Selected text:
○ ○ ○

Making a Skilling

Anyone who thinks Enron executives can't be all bad didn't see them before Congress Thursday.

Feb 8, 2002 | There was swagger and acid. There were "not to the best of my recollection"s and pleadings of the Fifth. Finger-pointing and pointed questions and congressional demagoguery, and an emotional moment in the late afternoon, when a former Enron vice chair who committed suicide at the end of January was discussed.

Members of Congress, loaded for Enron bear for weeks -- with even itchier trigger fingers after the Monday pull-out of ex-CEO Ken Lay -- finally took their shots Thursday, as former executives from the tattered company testified before the House Energy and Commerce Committee's investigative arm.

The only thing missing was a shred of responsibility for the shell partnerships that one securities analyst testified were a "blatant conflict of interest that would never have passed the smell test had it been discovered." And there still seems to be no Houstonian seemingly man enough to accept blame for a Fortune 10 company imploding to become the single largest bankruptcy declaration in United States history.

○ ○ ○

Records shown:
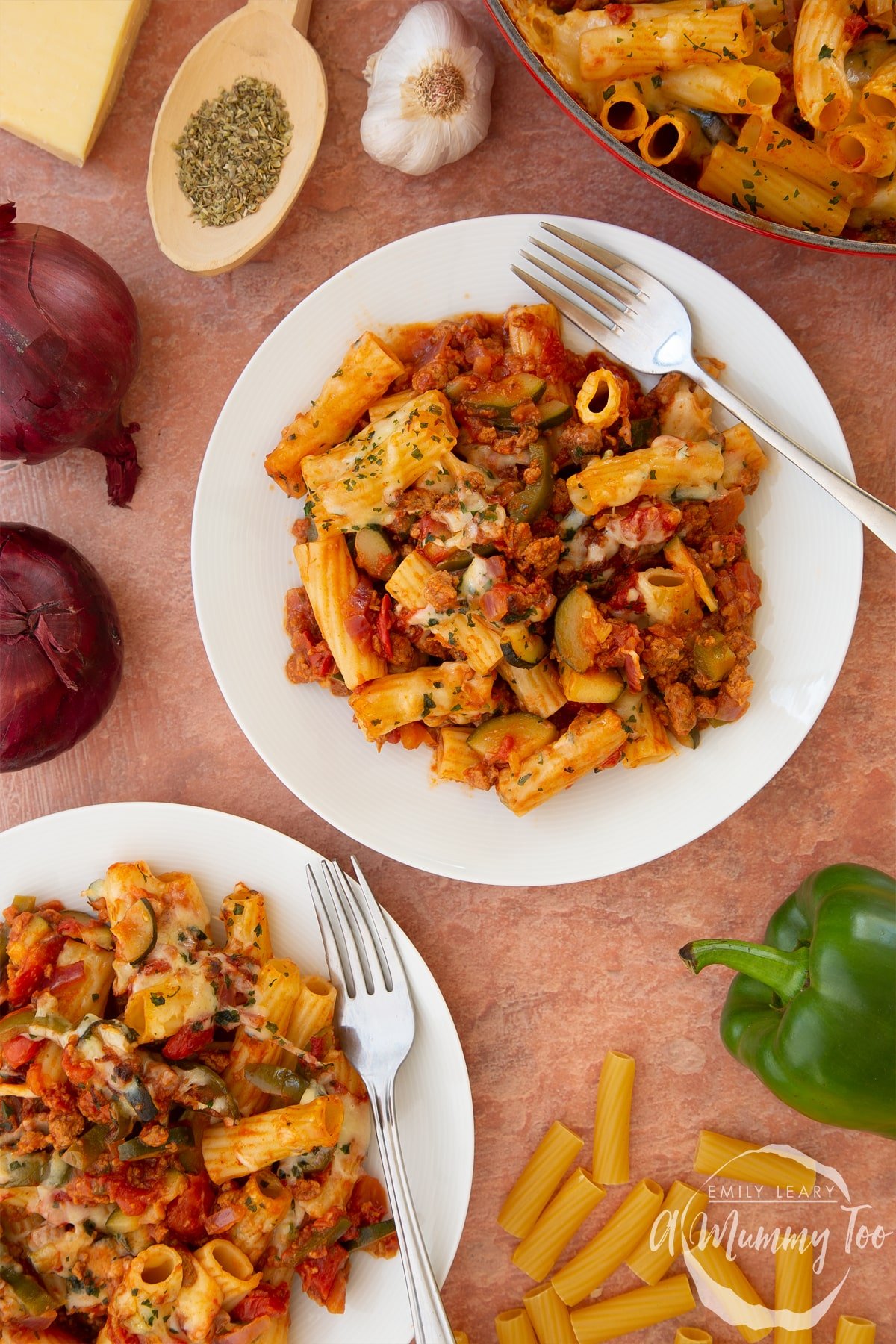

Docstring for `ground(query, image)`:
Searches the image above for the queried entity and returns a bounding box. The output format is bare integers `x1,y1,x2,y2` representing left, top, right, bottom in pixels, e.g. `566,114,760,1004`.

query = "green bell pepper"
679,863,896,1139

○ ○ ○

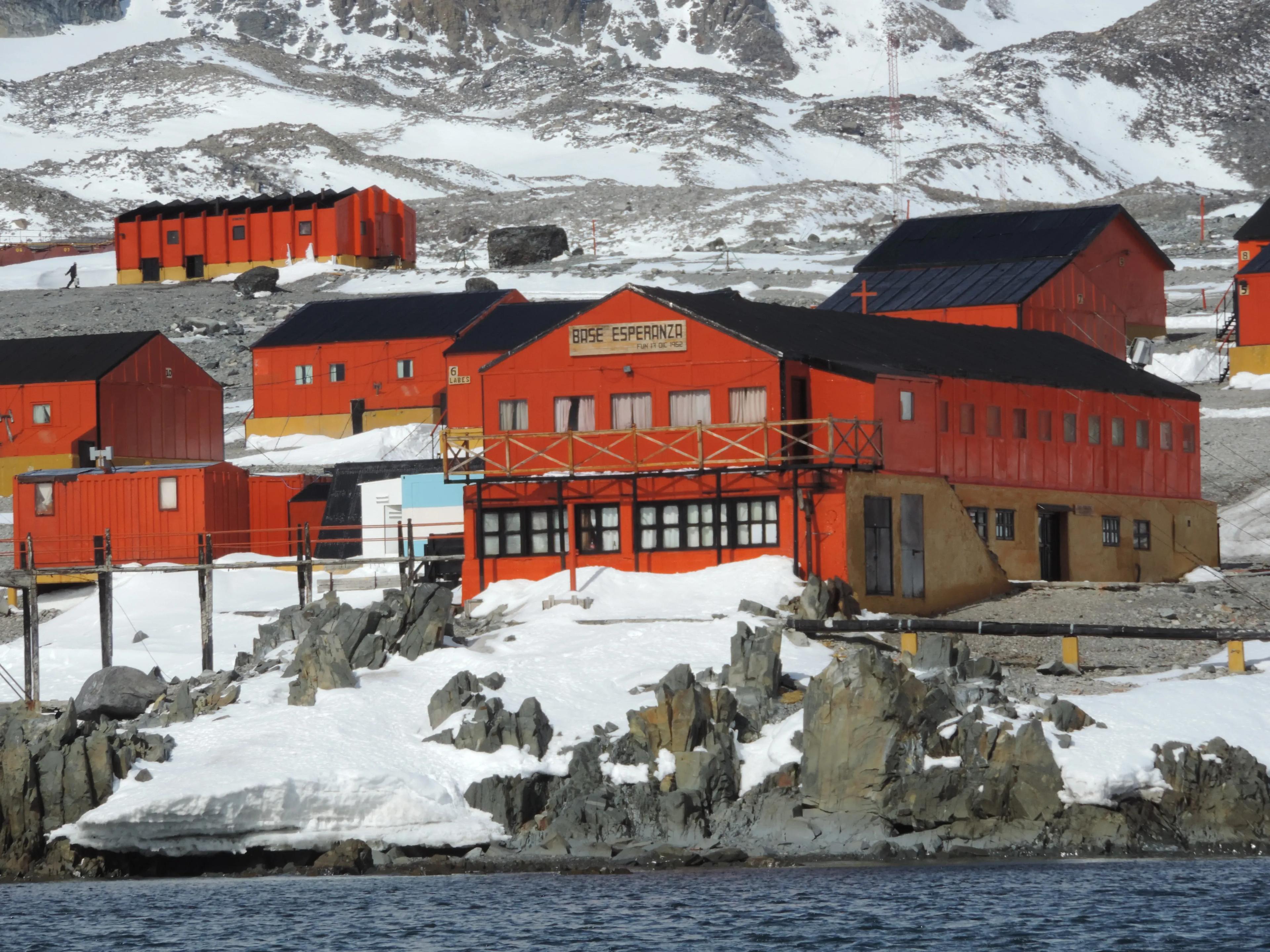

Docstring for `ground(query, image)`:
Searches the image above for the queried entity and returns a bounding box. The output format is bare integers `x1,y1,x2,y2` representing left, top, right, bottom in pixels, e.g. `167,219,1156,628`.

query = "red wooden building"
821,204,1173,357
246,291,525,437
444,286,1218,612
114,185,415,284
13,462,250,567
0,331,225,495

○ ○ ○

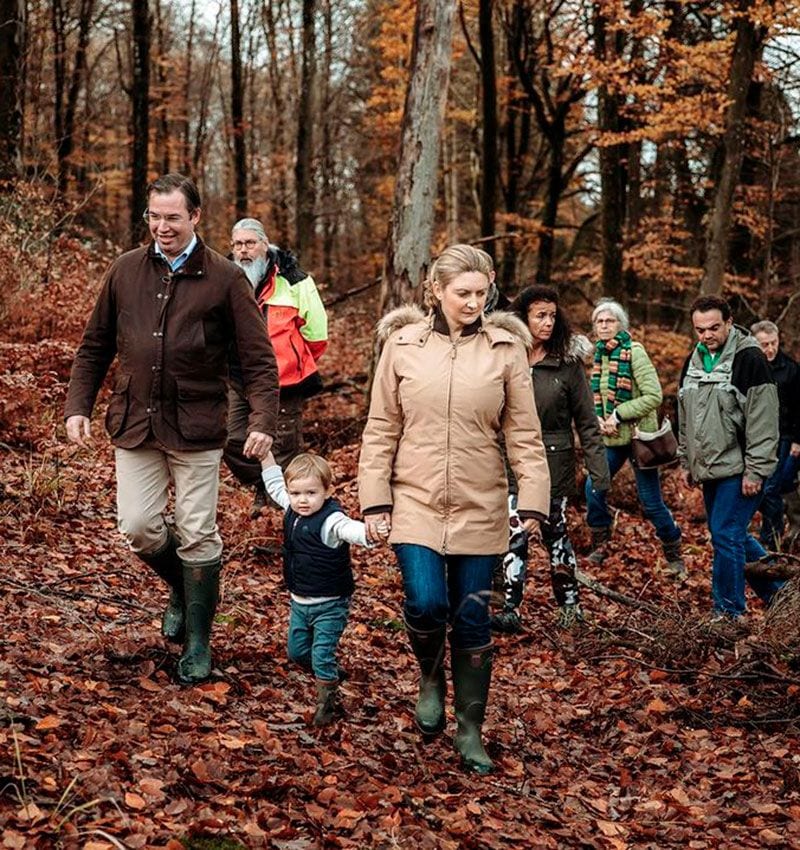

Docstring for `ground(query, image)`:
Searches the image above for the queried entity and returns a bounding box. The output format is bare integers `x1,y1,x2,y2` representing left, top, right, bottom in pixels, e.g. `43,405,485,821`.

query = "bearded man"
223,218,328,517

○ ○ ○

Actions to take:
1. Answer these about the Enron hearing piece, one line each:
(a) On which day of the week did Ken Lay pull out?
(b) Which House committee's investigative arm heard the former executives?
(c) Who testified that the shell partnerships were a "blatant conflict of interest"?
2. Repeat the Enron hearing piece word for word, from "Anyone who thinks" down to "Committee's investigative arm.".
3. Keep writing the Enron hearing piece, picking up after its last sentence.

Answers below:
1.
(a) Monday
(b) The House Energy and Commerce Committee
(c) A securities analyst

2.
Anyone who thinks Enron executives can't be all bad didn't see them before Congress Thursday.

Feb 8, 2002 | There was swagger and acid. There were "not to the best of my recollection"s and pleadings of the Fifth. Finger-pointing and pointed questions and congressional demagoguery, and an emotional moment in the late afternoon, when a former Enron vice chair who committed suicide at the end of January was discussed.

Members of Congress, loaded for Enron bear for weeks -- with even itchier trigger fingers after the Monday pull-out of ex-CEO Ken Lay -- finally took their shots Thursday, as former executives from the tattered company testified before the House Energy and Commerce Committee's investigative arm.

3.
Is it something in the water? (We know other powerful Texans who seem to fill up with righteous arrogance when put on the defensive.) Whatever it is, it suggests that few, if any, of these officials ever seem able to put ethical considerations above legal concerns. Which in itself probably helps explain how we got into this fine mess.

Eager for a sound bite on the TV news, members of Congress likened the Enron rogues' gallery to cowboys, the Corleones, "architects of Enron's house of cards" -- one even called them "economic terrorists." The company was called "a cesspool," "a cancer," and "a disaster almost Biblical in scope."

Amid that baiting and grandstanding, the Enron execs most targeted by the committee members, and the press, didn't take the bait. Four invoked their Fifth Amendment right against self-incrimination, led by former chief financial officer Andrew Fastow who -- with $30 million from the sketchy partnerships in his pocket -- came sporting the same insufferably smug puss he's surely worn since his kegger days at Tufts. He whistles when he makes S's - declining to speak "at the advissssshhh of counsel" -- like Gopher from Winnie the Pooh.

Also invoking their right to avoid telling the truth because it might make them look bad was Fastow's deputy, the dandyish Michael Kopper, former managing director of Enron Global Finance, who reportedly made $10 million from the shell partnerships. Plus the two Dicks who were supposed to be minding the ethical store: Richard Buy, Enron's chief risk officer, and Richard Causey, chief accounting officer.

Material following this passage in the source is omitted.